# [Written instruction A]
In the records, turn the stretch from the line containing "Get the bounding box for state" through the line containing "[417, 575, 471, 613]" into a JSON list of strings, one string per line, with blank lines left out.

# [Passage to read]
## Start

# Israel & Holy Land...anyone been?



## Carol C (Nov 24, 2010)

I've always wanted to visit the major sites in the region, from Israel to Jordan. Any TUGgers make such a trip and use timeshares as your home base? I wouldn't want to rent a car...would take local transportation and fly in and out of Tel Aviv via EasyJet. Thanks in advance for sharing your experiences with me!


----------



## ginnylbs (Nov 25, 2010)

*Just got back in Oct of this year*

We did not use a timeshare - and I would suggest you don't either.  We used a Tour Company for 10 day Israel and Holy Land Tour and they took us to the Dead Sea, Jerusalem, Bethlehem, Nazareth, Jordan River Baptism site etc.   We saw many - many sites with a knowledgeable guide.  We had an amazing and safe trip.


 Gas is very expensive in Israel and there are security checkpoints in various spots.  With a tour - you get nice hotel, breakfast and dinners on some tours and someone to explain what you are seeing as well as the significance.

You can PM me if you want more info - Ginny


----------



## Carol C (Nov 25, 2010)

ginnylbs said:


> We did not use a timeshare - and I would suggest you don't either.  We used a Tour Company for 10 day Israel and Holy Land Tour and they took us to the Dead Sea, Jerusalem, Bethlehem, Nazareth, Jordan River Baptism site etc.   We saw many - many sites with a knowledgeable guide.  We had an amazing and safe trip.
> 
> 
> Gas is very expensive in Israel and there are security checkpoints in various spots.  With a tour - you get nice hotel, breakfast and dinners on some tours and someone to explain what you are seeing as well as the significance.
> ...



Ginny...thank you! You went exactly in the timeframe I'm looking to go next year. I will PM you for your tour operator & other recommendations. Happy Thanksgiving to you and yours!


----------



## chriskre (Nov 25, 2010)

I went in Sept. a few years back.

## End

# [Written instruction B]
According to the forum thread about visiting Israel and the Holy Land, how many days did ginnylbs's tour last?

# [Material shown]
## Start

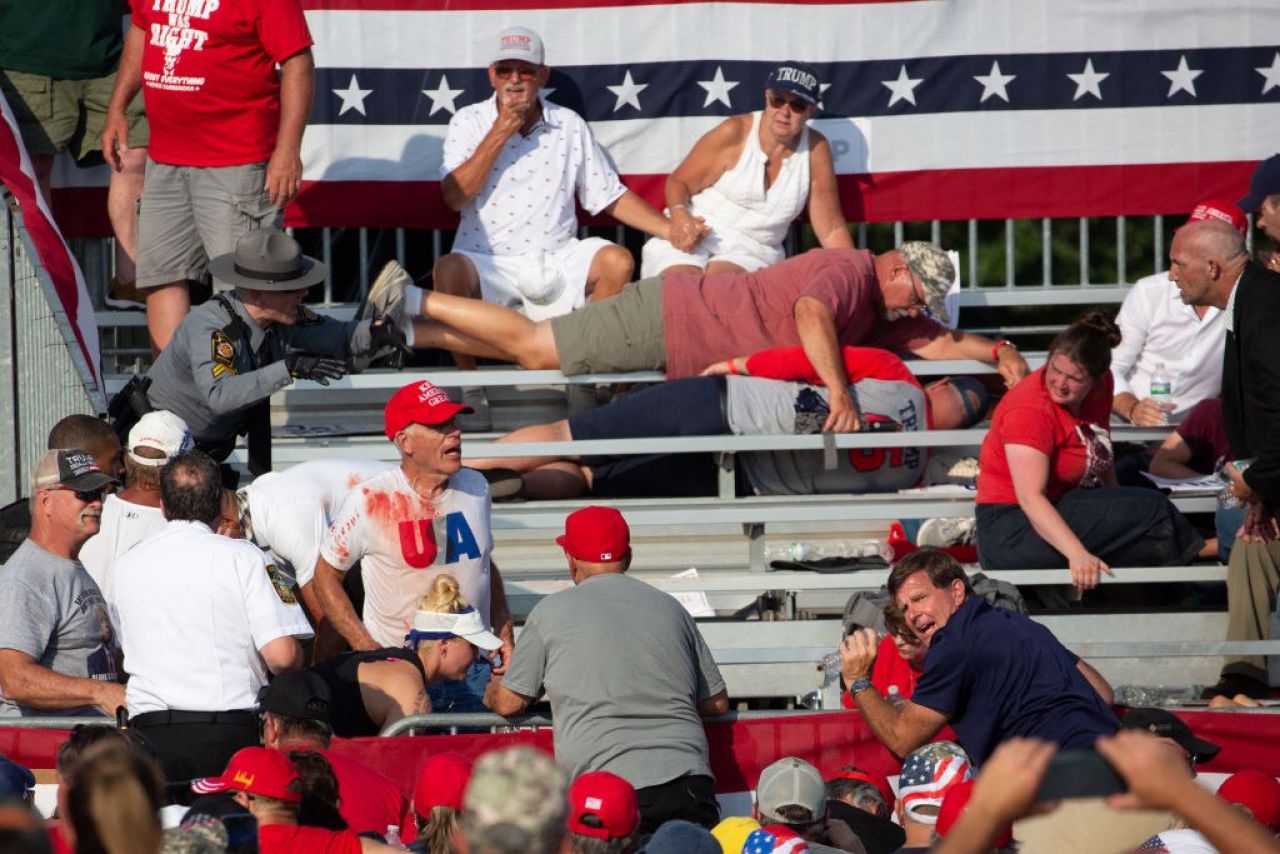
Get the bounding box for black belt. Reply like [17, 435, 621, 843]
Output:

## End
## Start

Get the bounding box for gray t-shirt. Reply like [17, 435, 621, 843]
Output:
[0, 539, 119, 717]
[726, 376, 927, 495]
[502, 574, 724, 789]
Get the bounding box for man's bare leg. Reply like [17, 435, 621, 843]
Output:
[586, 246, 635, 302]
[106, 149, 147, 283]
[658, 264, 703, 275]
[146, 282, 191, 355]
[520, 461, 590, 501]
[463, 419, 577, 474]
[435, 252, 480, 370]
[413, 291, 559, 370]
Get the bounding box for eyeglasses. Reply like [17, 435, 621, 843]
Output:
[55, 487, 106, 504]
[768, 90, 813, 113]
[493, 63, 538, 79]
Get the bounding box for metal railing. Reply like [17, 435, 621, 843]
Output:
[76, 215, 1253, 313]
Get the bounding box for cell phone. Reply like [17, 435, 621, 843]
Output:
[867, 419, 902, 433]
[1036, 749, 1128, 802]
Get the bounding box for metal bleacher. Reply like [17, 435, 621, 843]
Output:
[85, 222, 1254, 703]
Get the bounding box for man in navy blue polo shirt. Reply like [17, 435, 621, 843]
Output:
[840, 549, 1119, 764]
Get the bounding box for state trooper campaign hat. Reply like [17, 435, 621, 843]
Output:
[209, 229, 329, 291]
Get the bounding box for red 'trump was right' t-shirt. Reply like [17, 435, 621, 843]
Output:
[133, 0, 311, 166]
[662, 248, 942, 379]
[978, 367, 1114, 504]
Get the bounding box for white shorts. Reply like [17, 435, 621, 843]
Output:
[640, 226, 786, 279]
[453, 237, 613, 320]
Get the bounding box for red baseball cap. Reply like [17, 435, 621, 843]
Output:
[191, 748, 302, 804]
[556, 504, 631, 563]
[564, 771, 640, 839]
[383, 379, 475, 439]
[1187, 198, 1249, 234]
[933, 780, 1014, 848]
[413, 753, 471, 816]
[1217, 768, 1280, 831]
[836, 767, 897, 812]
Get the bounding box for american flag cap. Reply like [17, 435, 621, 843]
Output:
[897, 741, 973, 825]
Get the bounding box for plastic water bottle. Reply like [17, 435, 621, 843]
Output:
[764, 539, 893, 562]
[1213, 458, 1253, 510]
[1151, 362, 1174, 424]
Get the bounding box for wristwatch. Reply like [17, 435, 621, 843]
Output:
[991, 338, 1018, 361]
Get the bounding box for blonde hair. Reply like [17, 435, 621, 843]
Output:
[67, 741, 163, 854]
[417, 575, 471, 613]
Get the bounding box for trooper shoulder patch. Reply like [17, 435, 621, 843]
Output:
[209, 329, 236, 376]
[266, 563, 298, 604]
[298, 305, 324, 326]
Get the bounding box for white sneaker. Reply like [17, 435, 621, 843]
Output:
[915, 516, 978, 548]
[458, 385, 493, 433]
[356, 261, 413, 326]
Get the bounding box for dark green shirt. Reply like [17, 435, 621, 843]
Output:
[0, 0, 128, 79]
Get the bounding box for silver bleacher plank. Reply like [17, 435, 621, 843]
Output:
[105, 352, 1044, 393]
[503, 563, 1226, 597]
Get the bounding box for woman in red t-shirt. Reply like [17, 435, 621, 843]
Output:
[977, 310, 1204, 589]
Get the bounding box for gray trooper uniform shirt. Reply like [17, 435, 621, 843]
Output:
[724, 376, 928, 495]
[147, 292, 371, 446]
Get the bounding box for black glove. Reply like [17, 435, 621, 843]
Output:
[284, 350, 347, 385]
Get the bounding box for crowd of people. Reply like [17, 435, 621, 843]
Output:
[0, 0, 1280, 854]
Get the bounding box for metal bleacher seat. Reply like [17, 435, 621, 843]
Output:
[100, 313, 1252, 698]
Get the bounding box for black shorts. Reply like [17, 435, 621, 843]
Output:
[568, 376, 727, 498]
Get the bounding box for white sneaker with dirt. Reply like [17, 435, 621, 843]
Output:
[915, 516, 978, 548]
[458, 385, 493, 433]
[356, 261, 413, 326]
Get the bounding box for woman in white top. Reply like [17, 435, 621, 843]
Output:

## End
## Start

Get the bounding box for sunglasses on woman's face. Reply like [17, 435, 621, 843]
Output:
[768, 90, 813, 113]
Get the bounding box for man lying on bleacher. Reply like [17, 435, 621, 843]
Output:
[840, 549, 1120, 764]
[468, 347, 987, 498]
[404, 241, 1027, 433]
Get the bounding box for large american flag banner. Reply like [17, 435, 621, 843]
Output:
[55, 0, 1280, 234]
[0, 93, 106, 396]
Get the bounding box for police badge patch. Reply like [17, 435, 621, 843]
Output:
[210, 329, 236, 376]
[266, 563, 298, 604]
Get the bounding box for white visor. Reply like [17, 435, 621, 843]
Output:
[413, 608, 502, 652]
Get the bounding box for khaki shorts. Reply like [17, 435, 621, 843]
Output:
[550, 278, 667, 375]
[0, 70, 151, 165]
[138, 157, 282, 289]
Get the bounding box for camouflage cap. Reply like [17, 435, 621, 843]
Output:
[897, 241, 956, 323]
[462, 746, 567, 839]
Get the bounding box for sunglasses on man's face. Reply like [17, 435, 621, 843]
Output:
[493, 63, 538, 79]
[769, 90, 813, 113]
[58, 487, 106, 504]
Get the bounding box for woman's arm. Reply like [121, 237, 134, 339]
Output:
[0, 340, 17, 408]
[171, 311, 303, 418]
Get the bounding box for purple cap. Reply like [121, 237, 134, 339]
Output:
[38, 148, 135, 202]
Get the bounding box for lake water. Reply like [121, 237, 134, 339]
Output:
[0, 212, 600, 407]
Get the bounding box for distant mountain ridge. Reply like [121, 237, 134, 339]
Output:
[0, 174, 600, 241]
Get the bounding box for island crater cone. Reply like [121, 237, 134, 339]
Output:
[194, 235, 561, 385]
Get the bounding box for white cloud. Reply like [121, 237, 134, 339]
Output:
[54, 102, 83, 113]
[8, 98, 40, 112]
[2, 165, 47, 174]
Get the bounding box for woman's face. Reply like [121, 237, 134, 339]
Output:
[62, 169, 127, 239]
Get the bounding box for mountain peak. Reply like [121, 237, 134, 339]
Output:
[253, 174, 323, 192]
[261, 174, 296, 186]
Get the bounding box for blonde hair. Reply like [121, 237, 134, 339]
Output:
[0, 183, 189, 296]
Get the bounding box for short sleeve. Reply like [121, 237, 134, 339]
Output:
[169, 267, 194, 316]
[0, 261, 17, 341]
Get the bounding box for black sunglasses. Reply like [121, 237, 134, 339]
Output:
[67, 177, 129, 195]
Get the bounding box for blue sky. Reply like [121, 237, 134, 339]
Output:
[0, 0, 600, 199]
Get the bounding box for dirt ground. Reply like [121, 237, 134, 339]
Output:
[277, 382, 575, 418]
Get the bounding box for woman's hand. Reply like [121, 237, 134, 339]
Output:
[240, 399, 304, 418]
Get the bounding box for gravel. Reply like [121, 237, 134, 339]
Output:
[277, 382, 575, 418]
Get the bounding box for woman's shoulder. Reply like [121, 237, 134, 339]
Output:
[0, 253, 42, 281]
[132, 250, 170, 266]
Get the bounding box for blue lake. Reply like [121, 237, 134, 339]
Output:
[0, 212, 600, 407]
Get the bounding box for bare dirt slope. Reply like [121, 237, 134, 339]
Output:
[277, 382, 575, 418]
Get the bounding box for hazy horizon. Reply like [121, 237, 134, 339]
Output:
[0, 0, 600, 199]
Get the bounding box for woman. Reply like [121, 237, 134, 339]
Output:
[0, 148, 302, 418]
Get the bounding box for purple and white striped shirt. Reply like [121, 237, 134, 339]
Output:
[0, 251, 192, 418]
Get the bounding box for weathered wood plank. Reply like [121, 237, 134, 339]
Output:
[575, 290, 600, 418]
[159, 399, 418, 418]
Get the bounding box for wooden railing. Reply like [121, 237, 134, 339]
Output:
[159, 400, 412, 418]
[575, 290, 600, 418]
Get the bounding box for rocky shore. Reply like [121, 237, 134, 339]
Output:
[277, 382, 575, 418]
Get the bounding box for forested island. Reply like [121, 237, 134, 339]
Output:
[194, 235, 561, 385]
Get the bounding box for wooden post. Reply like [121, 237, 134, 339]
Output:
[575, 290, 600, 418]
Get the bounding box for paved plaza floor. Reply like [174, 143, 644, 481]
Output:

## End

# [Answer A]
[
  "Get the bounding box for state trooper campaign hat. Reply like [17, 435, 621, 843]",
  "Output:",
  "[209, 229, 329, 291]",
  "Get the bounding box for red 'trump was right' t-shirt. Reply like [17, 435, 621, 843]",
  "Output:",
  "[133, 0, 311, 166]",
  "[662, 248, 942, 379]",
  "[978, 367, 1114, 504]",
  "Get the bounding box for white shorts. Reply like [17, 435, 621, 843]",
  "Output:",
  "[640, 226, 786, 279]",
  "[453, 237, 613, 320]",
  "Get the bounding box for red baseball cap. Reply like [17, 435, 621, 843]",
  "Output:",
  "[191, 748, 302, 804]",
  "[556, 504, 631, 563]",
  "[564, 771, 640, 839]",
  "[383, 379, 475, 439]",
  "[1187, 198, 1249, 234]",
  "[933, 780, 1014, 848]",
  "[413, 753, 471, 816]",
  "[1217, 768, 1280, 831]",
  "[836, 767, 897, 812]",
  "Get the bounding box for american flag cap. Reply like [17, 435, 621, 843]",
  "Output:",
  "[897, 741, 973, 825]",
  "Get the bounding box for plastic water bottle. Reply like [17, 435, 621, 843]",
  "Output:",
  "[764, 539, 893, 562]",
  "[1213, 458, 1253, 510]",
  "[1151, 362, 1174, 424]",
  "Get the bounding box for wristwatch. Reply like [17, 435, 621, 843]",
  "Output:",
  "[991, 338, 1018, 361]",
  "Get the bounding box for blonde hair. Reply like [17, 435, 621, 843]",
  "Output:",
  "[67, 741, 163, 854]",
  "[417, 575, 471, 613]"
]

# [Answer B]
10 days